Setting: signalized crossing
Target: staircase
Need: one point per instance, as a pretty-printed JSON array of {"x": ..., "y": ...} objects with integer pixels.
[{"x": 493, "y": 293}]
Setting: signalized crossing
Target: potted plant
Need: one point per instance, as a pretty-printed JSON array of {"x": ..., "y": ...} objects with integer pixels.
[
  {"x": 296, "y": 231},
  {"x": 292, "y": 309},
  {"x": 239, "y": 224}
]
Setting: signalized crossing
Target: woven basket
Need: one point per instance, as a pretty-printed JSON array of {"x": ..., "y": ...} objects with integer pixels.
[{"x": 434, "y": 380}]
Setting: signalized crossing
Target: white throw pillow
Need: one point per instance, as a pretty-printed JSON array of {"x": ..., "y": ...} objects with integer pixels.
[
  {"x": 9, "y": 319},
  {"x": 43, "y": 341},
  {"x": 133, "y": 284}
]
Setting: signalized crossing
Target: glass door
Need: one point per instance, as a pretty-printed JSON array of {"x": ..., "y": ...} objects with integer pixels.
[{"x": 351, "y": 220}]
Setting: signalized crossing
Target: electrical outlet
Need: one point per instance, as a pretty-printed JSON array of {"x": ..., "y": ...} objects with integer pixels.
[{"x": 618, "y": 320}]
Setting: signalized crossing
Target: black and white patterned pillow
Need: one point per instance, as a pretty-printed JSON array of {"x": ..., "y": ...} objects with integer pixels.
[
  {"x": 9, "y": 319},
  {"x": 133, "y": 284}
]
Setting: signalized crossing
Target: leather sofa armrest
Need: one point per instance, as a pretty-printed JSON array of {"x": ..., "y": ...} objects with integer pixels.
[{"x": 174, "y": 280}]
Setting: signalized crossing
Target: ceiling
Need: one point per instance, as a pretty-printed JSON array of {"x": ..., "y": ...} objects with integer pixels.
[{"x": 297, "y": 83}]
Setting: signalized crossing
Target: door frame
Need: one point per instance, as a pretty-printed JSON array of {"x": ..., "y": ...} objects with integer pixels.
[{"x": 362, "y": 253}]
------------
→ Task instructions:
A count is needed of the lines in the entries that contain "pillow". Supply only that number.

→ Your response:
2